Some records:
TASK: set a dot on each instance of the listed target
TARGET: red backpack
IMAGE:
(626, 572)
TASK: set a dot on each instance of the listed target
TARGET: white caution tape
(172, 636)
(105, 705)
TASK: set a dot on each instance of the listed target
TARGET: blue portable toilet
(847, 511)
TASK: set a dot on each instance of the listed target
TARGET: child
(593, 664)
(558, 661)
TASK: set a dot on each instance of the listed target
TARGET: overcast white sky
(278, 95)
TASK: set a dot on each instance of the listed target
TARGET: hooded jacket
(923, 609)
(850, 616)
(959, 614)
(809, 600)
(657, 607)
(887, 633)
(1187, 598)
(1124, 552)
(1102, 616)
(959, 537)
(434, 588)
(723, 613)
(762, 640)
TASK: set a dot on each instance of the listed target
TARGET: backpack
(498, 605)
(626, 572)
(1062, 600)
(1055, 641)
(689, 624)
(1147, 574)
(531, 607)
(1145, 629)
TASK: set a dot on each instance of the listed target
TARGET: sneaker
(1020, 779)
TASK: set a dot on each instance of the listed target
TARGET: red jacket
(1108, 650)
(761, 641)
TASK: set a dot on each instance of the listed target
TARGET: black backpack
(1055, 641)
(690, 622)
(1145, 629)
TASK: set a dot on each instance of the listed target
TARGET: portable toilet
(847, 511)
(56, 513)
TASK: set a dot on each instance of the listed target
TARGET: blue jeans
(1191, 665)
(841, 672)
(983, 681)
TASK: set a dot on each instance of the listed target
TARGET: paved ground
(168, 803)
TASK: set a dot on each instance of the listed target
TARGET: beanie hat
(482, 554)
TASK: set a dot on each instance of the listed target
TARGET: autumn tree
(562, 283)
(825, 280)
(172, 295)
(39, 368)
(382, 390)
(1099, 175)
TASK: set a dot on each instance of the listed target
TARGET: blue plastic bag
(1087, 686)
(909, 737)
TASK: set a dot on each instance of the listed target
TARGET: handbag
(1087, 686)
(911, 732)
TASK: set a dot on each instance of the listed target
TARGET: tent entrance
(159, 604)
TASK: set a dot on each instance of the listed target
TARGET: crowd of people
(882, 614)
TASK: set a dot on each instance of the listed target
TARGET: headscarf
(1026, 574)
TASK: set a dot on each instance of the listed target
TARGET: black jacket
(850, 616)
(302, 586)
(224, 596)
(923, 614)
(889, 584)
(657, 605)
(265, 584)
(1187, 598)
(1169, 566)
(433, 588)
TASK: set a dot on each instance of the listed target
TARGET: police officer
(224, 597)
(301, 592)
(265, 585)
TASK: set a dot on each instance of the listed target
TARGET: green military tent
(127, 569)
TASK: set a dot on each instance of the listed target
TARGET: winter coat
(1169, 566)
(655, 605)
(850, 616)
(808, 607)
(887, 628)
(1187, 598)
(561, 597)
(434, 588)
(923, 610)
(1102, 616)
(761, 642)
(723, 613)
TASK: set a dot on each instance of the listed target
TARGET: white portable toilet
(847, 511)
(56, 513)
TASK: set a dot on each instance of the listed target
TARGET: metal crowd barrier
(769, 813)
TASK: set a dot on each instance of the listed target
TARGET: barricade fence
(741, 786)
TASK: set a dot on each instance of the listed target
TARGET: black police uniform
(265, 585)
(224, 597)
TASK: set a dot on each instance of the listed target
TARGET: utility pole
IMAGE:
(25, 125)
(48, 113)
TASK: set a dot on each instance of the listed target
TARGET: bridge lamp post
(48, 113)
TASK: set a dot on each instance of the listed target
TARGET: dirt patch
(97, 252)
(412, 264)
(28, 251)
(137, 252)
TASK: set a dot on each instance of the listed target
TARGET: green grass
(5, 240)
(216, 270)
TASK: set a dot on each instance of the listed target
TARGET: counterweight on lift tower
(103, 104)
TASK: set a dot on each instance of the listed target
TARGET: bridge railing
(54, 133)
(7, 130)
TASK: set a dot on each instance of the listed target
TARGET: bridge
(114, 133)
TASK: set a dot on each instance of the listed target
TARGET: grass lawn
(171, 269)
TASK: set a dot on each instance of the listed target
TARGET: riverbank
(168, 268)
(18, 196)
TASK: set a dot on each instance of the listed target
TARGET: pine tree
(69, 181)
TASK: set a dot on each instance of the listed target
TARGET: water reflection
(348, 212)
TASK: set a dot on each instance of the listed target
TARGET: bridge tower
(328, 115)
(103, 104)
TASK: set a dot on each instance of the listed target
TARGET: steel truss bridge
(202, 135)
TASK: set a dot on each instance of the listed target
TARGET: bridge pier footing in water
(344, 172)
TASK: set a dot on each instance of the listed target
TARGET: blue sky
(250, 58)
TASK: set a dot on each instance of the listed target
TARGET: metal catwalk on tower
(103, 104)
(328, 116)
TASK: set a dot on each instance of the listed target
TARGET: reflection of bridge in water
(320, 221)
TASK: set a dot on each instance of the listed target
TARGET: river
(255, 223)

Task description:
The entries above should be repeated exactly, every one of them.

Solved exercise:
TASK: set a dot on each instance of the listed target
TARGET: red backpack
IMAGE:
(626, 572)
TASK: set a dot on each instance of the listed target
TARGET: white caution tape
(172, 636)
(105, 705)
TASK: set a dot on each instance of the listed target
TARGET: blue portable toilet
(847, 511)
TASK: set a dot on each instance of the listed target
TARGET: child
(593, 664)
(558, 661)
TASK: set a dot on each instance of the listed target
TARGET: overcast white sky
(278, 95)
TASK: set a dot on each instance of the listed target
TARGET: hooded jacket
(923, 609)
(850, 616)
(959, 614)
(809, 600)
(657, 607)
(887, 633)
(1187, 598)
(1124, 552)
(1102, 616)
(959, 537)
(434, 588)
(723, 613)
(762, 640)
TASK: set a dot on each instance of the listed target
TARGET: backpack
(498, 605)
(626, 572)
(1062, 600)
(1055, 641)
(689, 624)
(1147, 574)
(531, 607)
(1145, 629)
TASK: set a dot on each instance of the listed target
TARGET: sneaker
(1020, 779)
TASK: set a dot on each instance of the listed target
TARGET: red jacket
(1108, 650)
(761, 641)
TASK: set a dot on each instance of the listed target
TARGET: black backpack
(1055, 641)
(690, 622)
(1145, 629)
TASK: set a dot on each instance of the listed target
TARGET: portable toilet
(847, 511)
(56, 513)
TASK: set a dot on each instance of the listed target
TARGET: blue jeans
(1191, 665)
(841, 672)
(983, 681)
TASK: set a dot on each instance of the listed target
TARGET: paved ground
(168, 803)
TASK: set a dot on each instance of the listed target
TARGET: beanie hat
(482, 554)
TASK: set a dot on each instance of the listed target
TARGET: autumn tree
(562, 283)
(825, 280)
(172, 295)
(39, 368)
(382, 390)
(1099, 175)
TASK: set a dot on each instance of the listed target
TARGET: blue plastic bag
(1087, 686)
(909, 737)
TASK: set a dot on each instance of the listed target
TARGET: handbag
(1087, 686)
(911, 732)
TASK: set a dot on each instance of the listed target
TARGET: tent entrance
(159, 604)
TASK: set a dot on each instance of the listed target
TARGET: crowd of people
(882, 614)
TASK: set a dot on each instance of the listed target
TARGET: headscarf
(1026, 574)
TASK: set a dot on each instance of the listed target
TARGET: black jacket
(850, 616)
(302, 586)
(224, 596)
(923, 614)
(889, 584)
(657, 605)
(265, 584)
(1187, 598)
(1169, 566)
(433, 588)
TASK: set a dot on each instance of the listed target
TARGET: police officer
(224, 597)
(301, 592)
(265, 585)
TASK: set a dot on each instance of the listed target
TARGET: green military tent
(127, 569)
TASK: set a dot on each instance of the listed target
TARGET: winter coat
(1169, 566)
(655, 605)
(850, 616)
(808, 607)
(887, 628)
(1187, 598)
(561, 597)
(434, 588)
(923, 610)
(1102, 616)
(761, 642)
(723, 613)
TASK: set a dot on each instance of the listed target
TARGET: white portable toilet
(847, 511)
(56, 513)
TASK: set a dot on each instance of the listed target
TARGET: metal crowd barrier
(769, 813)
TASK: set a dot on each instance of the listed target
TARGET: barricade fence
(741, 786)
TASK: set a dot on each instance of the listed target
TARGET: black police uniform
(265, 585)
(224, 597)
TASK: set a dot on each instance of the listed target
TARGET: utility pole
IMAGE:
(25, 125)
(48, 113)
TASK: set a dot on each instance of the listed target
TARGET: bridge lamp post
(48, 113)
TASK: set a dot on each instance of the listed target
TARGET: dirt patch
(97, 252)
(412, 264)
(28, 251)
(137, 252)
TASK: set a dot on each instance of the listed target
TARGET: green grass
(5, 240)
(216, 270)
TASK: set a dot on each instance of the listed target
TARGET: counterweight on lift tower
(103, 104)
TASK: set a dot on each instance of the listed target
TARGET: bridge railing
(54, 133)
(7, 130)
TASK: set a dot on each instance of the listed target
TARGET: bridge
(114, 133)
TASK: set a dot on each instance of the listed target
TARGET: grass lawn
(171, 269)
TASK: set a dot on each instance of the listed target
TARGET: riverbank
(168, 268)
(18, 196)
TASK: set a dot on each instance of the listed target
TARGET: pine tree
(69, 181)
TASK: set a dot on each instance of the listed target
TARGET: water reflection
(348, 212)
TASK: set a dot on each instance of the listed target
TARGET: bridge tower
(328, 115)
(103, 104)
TASK: set a dot on each instance of the listed target
TARGET: steel truss bridge
(202, 135)
TASK: set a dot on each instance of the listed target
TARGET: bridge pier footing in water
(344, 172)
TASK: set a dot on each instance of the listed target
TARGET: blue sky
(250, 58)
TASK: set a dot on each instance of the listed target
TARGET: metal catwalk on tower
(103, 104)
(328, 116)
TASK: set a dot on each instance of the listed target
TARGET: reflection of bridge in water
(320, 221)
TASK: set a dot on each instance of the listed target
TARGET: river
(255, 223)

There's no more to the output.